* TEXTE FOURNI *
Kyiv, le jeudi 18 mai 2023

Chères sœurs, chers frères,

Les nuits de mai à Kiev sont exceptionnellement agitées cette année. En particulier celles des 15 et 16 mai. Le bruit que faisaient les défenseurs du ciel ukrainien en tirant sur les fusées et les drones russes était accompagné d’alarmes de voitures. Alors que la terre tremblait et que le ciel palpitait d’explosions répétées, celles-ci se succédaient à un rythme effréné. Il serait difficile de trouver quelqu’un à Kiev qui ne se soit pas levé vers 3 heures du matin ce jour-là.
Mme Katia, qui cuisine dans notre couvent, a rejoint ses voisins dans l’escalier, à la recherche d’un endroit sûr. Dans l’immeuble où elle habite, les gens ont peur car pendant les premiers mois de la guerre, des roquettes y sont tombées à plusieurs reprises et leurs fenêtres ont perdu leurs vitres. Aujourd’hui, chaque bombardement de la ville les inquiète encore plus…

La nuit dernière, la bataille faisait rage dans le ciel de Kiev, mais les environs du prieuré étaient calmes, et la plupart d’entre nous n’avions appris la bataille que par les nouvelles du matin. Au petit déjeuner, j’ai demandé à Mme Katia comment elle avait dormi la nuit dernière. «Père, pour la première fois depuis longtemps, je n’ai pas entendu les sirènes. Mais malheureusement, mon cousin m’a appelé pour me demander si j’allais bien. Quelle malchance ! Je n’ai pas pu m’endormir avant le matin.»

Je parle de Kiev, mais ce n’est évidemment pas la seule ville attaquée. Chaque jour, de nombreuses villes ukrainiennes sont bombardées. Tout récemment, d’énormes explosions ont secoué Khmelnytskyi. Elles étaient si intenses que, bien que tout se soit passé à une grande distance de notre couvent, les frères ont trouvé du plâtre tombé du plafond.

Aujourd’hui, nous célébrons la journée de la vyshyvanka, une chemise ukrainienne traditionnelle brodée de différents motifs en fonction de la région d’origine. Chemises, t-shirts, robes élégantes et même albes et vêtements liturgiques sont ornés, souvent avec beaucoup d’habileté. Il semble que l’idée de célébrer le vêtement national de l’Ukraine et de le promouvoir comme une véritable marque commerciale ait été proposée en 2007 par les étudiants de l’Université de Chernivtsi (sud-ouest).

Aujourd’hui, personne n’a honte de porter la vyshyvanka en Ukraine, et il faut payer cher pour obtenir des chemises et des chemisiers vraiment élégants, fabriqués par des entreprises respectées. En revenant de mes courses matinales, j’ai rencontré de nombreuses personnes portant des vyshyvankas. Il semble qu’elles étaient plus nombreuses que les années précédentes.

* À FAIRE *
Répondez brièvement d'après la lettre de Kiev ci-dessus.
(a) Quel travail Mme Katia fait-elle au couvent ?
(b) Qu'ont trouvé les frères après les explosions qui ont secoué Khmelnytskyi ?
(c) En quelle année et par qui l'idée de célébrer la vyshyvanka aurait-elle été proposée ?

* INFORMATIONS FOURNIES *
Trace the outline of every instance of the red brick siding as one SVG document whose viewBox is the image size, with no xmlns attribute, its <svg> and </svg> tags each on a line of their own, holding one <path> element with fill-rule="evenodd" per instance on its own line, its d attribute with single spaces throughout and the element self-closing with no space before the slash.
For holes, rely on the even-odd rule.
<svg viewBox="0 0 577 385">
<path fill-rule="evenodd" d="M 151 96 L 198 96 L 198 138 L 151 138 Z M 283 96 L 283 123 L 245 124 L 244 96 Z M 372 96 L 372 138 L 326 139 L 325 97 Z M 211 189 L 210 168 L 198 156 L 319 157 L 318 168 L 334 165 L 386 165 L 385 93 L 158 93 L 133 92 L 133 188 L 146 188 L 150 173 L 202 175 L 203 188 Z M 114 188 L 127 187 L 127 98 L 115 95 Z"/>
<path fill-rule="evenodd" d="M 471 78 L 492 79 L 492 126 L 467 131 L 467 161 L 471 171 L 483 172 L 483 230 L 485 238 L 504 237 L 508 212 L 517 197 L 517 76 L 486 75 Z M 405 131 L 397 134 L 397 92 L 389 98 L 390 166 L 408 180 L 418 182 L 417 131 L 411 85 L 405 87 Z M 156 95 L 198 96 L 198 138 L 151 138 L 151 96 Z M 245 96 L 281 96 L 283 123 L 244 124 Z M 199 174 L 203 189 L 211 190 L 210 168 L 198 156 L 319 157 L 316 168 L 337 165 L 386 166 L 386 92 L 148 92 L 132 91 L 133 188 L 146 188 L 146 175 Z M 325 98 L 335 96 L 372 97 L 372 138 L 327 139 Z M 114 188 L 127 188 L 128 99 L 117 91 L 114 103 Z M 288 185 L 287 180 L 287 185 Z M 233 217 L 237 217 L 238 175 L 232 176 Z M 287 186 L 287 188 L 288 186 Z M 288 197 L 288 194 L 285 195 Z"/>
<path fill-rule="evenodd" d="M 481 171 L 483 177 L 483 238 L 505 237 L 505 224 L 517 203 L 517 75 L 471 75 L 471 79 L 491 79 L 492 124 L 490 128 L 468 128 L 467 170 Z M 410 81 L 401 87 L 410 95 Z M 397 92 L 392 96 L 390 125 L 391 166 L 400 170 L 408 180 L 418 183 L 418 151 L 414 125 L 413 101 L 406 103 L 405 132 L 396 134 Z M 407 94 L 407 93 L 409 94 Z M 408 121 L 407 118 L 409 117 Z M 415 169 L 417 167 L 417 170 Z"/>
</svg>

* RÉPONSE À LA CONSIGNE *
(a) Elle cuisine au couvent.
(b) Ils ont trouvé du plâtre tombé du plafond.
(c) Elle aurait été proposée en 2007 par les étudiants de l'Université de Chernivtsi.